* **Selected text**:
Actually, I just saw this one on Facebook, and it inspired me to post the OP. The Yanny/Laurel debate seems to be one involving auditory acoustics--a matter of being able to physically hear higher frequencies. At my age, ability to hear high-pitched frequencies has declined, so I can only hear "Laurel", unless the signal is run through a high-pass filter. At that point, I hear a squawk that barely sounds like "Yanny". My advice to "Yanny" fans who want to stay in the club is to turn down the music volume whenever you can. That is what leads to permanent hearing loss, and most people, especially young people, don't realize the damage that loud decibels can cause. In fact, if you can feel vibrations from sounds in your chest, open your mouth, clap your hands over your ears, and go somewhere else.

My OP was about a different aspect of hearing--that connected to language. The interesting thing is that we can usually hear and pronounce all of the speech sounds that exist in every language, but we filter them out only when we construe the acoustic stream as a form of linguistic communication. If we think we are just listening to random vocalisms, or we try to make funny noises, we are not so limited.

* **Short task 1**:
Return the forum post on hearing from "Actually, I just" up to and including "go somewhere else.".
* **Short task 2**:
In the forum post on hearing, which word does the writer hear unless the signal is run through a high-pass filter?
The outline data after this point is separate from the forum post on hearing.

Outline records:
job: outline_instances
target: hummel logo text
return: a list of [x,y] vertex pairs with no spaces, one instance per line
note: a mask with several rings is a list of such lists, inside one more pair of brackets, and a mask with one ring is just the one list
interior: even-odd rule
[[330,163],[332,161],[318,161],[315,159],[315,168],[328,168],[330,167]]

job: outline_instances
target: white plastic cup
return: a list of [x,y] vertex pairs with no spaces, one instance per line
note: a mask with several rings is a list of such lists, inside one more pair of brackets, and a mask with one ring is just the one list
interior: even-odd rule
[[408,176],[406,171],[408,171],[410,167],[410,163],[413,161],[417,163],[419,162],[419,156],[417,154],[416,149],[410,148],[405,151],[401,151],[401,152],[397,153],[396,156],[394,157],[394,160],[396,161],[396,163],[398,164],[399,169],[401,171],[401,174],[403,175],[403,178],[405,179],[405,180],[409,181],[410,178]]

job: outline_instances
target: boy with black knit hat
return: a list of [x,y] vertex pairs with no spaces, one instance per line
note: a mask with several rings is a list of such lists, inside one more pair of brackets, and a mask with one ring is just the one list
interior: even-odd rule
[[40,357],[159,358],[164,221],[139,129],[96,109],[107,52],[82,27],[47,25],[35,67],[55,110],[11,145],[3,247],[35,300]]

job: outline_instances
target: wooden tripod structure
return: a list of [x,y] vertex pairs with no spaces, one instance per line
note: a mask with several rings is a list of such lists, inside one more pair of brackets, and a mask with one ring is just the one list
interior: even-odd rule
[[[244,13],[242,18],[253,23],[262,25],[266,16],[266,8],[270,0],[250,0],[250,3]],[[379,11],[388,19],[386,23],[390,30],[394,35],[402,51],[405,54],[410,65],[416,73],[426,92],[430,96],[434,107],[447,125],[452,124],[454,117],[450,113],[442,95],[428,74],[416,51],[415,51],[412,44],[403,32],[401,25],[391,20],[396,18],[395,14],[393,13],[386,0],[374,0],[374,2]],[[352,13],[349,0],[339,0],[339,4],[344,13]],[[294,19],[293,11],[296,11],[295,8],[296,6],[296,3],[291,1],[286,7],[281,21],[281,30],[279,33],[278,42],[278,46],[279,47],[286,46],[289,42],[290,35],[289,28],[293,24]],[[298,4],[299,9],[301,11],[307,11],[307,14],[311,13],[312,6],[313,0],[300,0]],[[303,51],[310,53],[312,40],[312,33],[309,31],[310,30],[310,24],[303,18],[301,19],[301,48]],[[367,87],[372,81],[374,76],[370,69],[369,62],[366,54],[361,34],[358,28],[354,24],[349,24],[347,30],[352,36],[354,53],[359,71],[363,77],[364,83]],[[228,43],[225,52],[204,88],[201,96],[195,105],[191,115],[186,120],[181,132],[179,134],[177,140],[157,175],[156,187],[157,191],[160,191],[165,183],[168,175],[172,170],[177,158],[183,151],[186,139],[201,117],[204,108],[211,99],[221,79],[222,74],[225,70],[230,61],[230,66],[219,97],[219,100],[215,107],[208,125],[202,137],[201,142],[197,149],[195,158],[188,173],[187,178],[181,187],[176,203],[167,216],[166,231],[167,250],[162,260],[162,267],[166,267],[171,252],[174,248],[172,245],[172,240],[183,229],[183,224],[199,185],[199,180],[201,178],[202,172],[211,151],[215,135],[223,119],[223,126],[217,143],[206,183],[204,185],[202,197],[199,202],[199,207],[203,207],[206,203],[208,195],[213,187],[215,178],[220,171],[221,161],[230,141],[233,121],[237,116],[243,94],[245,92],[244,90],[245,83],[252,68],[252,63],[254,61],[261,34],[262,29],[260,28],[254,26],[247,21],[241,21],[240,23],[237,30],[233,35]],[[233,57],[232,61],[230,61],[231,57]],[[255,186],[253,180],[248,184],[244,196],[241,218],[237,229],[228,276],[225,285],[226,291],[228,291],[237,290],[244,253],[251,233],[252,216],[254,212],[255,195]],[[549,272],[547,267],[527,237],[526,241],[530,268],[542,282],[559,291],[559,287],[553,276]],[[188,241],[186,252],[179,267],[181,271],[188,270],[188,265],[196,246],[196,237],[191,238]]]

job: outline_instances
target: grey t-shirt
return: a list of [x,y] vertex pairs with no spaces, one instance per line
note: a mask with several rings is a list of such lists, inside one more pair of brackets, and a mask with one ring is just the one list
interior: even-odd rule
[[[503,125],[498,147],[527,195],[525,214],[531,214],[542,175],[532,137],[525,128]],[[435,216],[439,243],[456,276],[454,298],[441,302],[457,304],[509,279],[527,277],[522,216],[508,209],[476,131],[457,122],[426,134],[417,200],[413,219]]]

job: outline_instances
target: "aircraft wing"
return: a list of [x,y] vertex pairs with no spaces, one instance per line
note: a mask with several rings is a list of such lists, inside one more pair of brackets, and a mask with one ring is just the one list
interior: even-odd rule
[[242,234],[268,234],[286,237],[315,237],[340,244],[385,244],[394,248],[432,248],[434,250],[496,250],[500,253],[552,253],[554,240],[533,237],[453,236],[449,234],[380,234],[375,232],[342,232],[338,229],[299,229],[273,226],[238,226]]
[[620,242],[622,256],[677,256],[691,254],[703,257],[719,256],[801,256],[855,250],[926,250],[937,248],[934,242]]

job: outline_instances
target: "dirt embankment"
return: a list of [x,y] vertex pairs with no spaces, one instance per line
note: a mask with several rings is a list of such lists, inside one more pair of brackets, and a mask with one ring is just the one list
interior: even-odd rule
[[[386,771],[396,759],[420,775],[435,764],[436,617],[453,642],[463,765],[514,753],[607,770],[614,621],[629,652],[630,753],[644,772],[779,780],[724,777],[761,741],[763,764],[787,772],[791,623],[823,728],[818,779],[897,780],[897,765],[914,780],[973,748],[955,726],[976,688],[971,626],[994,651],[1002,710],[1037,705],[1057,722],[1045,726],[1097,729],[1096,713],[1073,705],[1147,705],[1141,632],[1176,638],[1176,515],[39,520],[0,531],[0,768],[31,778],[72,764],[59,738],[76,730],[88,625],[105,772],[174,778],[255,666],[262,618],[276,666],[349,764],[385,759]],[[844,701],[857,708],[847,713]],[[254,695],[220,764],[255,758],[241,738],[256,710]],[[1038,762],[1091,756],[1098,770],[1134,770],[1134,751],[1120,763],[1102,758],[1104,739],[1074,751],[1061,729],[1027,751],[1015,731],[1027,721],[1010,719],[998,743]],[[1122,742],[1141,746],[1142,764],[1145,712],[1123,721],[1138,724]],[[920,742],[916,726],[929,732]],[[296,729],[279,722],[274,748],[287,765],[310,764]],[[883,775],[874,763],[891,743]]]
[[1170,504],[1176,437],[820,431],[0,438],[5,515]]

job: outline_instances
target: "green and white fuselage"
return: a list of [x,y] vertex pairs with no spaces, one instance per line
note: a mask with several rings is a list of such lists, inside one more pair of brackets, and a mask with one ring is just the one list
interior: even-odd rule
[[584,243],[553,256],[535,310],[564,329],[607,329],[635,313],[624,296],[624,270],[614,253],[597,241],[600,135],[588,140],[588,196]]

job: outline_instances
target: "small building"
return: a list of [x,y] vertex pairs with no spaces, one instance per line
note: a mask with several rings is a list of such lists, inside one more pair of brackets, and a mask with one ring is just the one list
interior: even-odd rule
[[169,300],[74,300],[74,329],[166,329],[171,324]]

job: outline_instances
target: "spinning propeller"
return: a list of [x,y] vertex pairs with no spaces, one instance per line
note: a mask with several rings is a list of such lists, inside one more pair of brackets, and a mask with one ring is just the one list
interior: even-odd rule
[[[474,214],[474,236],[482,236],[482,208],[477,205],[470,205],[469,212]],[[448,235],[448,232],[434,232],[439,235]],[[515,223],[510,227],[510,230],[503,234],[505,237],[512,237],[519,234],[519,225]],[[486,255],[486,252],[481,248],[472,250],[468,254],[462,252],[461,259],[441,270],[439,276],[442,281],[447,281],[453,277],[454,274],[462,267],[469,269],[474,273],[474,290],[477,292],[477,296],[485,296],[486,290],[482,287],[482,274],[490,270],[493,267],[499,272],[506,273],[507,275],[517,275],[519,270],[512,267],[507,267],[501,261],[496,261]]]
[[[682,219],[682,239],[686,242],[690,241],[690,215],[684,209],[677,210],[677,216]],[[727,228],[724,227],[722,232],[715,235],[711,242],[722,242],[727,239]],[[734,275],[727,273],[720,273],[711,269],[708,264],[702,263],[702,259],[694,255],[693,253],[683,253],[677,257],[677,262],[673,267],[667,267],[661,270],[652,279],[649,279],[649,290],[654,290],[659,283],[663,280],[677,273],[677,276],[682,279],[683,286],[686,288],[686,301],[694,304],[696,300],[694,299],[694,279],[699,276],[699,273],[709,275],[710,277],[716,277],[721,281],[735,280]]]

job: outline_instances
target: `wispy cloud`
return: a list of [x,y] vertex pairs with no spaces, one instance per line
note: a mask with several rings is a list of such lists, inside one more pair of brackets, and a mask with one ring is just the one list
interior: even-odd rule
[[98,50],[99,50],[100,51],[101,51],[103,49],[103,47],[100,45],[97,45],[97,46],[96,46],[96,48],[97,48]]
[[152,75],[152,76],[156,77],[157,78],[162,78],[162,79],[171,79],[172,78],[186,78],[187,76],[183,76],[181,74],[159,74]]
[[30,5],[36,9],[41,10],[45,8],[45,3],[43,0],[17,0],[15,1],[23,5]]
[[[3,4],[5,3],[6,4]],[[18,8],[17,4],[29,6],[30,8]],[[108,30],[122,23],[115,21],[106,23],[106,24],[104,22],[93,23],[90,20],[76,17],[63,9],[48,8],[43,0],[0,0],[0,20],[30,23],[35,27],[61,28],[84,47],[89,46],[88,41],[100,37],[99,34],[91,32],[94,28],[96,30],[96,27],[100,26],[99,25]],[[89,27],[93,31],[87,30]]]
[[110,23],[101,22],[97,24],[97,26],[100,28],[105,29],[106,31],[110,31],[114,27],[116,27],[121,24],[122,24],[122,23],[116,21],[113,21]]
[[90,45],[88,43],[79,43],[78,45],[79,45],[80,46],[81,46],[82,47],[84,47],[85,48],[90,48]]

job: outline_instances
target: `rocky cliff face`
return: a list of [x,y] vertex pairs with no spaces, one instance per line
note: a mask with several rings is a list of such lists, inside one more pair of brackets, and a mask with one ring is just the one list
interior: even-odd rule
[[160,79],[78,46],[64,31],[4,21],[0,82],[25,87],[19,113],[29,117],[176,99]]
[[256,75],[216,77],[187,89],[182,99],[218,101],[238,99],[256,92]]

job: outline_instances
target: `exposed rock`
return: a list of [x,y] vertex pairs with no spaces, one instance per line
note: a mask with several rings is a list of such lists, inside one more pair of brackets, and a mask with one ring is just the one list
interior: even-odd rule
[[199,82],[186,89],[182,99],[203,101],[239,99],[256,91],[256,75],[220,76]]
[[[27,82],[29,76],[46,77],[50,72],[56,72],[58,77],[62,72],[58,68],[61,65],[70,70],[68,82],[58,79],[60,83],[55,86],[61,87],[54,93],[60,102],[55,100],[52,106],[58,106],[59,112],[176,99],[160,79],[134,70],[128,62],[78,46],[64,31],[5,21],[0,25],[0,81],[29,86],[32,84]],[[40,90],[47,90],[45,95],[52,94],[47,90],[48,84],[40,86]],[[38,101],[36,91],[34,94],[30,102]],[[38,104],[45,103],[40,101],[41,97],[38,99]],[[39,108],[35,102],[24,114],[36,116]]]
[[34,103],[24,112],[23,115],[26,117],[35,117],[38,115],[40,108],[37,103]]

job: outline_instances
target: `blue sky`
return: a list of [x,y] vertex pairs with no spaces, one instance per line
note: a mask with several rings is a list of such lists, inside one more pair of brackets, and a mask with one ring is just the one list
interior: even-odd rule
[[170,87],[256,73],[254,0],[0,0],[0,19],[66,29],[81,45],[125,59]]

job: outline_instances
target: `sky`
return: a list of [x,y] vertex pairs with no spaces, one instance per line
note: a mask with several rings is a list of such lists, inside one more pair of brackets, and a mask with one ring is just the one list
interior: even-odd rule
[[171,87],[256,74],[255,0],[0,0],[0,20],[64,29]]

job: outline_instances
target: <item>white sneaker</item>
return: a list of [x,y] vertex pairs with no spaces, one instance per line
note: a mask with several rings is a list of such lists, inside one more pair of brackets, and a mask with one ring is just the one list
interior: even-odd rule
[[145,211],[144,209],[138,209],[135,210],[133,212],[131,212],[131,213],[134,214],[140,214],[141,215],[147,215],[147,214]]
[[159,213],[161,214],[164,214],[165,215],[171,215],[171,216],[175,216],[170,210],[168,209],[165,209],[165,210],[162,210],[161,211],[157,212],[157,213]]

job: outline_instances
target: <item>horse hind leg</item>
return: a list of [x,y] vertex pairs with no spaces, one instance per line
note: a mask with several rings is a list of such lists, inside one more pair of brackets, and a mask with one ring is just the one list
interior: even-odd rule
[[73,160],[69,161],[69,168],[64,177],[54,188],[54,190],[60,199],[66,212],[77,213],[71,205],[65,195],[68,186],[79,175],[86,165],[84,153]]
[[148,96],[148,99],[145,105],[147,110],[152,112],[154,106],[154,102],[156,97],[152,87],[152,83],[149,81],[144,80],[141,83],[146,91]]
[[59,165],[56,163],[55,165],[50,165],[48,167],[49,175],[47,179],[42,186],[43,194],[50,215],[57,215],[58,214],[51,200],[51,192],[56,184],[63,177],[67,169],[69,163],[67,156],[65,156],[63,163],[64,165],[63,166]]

* **Task response 1**:
Actually, I just saw this one on Facebook, and it inspired me to post the OP. The Yanny/Laurel debate seems to be one involving auditory acoustics--a matter of being able to physically hear higher frequencies. At my age, ability to hear high-pitched frequencies has declined, so I can only hear "Laurel", unless the signal is run through a high-pass filter. At that point, I hear a squawk that barely sounds like "Yanny". My advice to "Yanny" fans who want to stay in the club is to turn down the music volume whenever you can. That is what leads to permanent hearing loss, and most people, especially young people, don't realize the damage that loud decibels can cause. In fact, if you can feel vibrations from sounds in your chest, open your mouth, clap your hands over your ears, and go somewhere else.

* **Task response 2**:
Laurel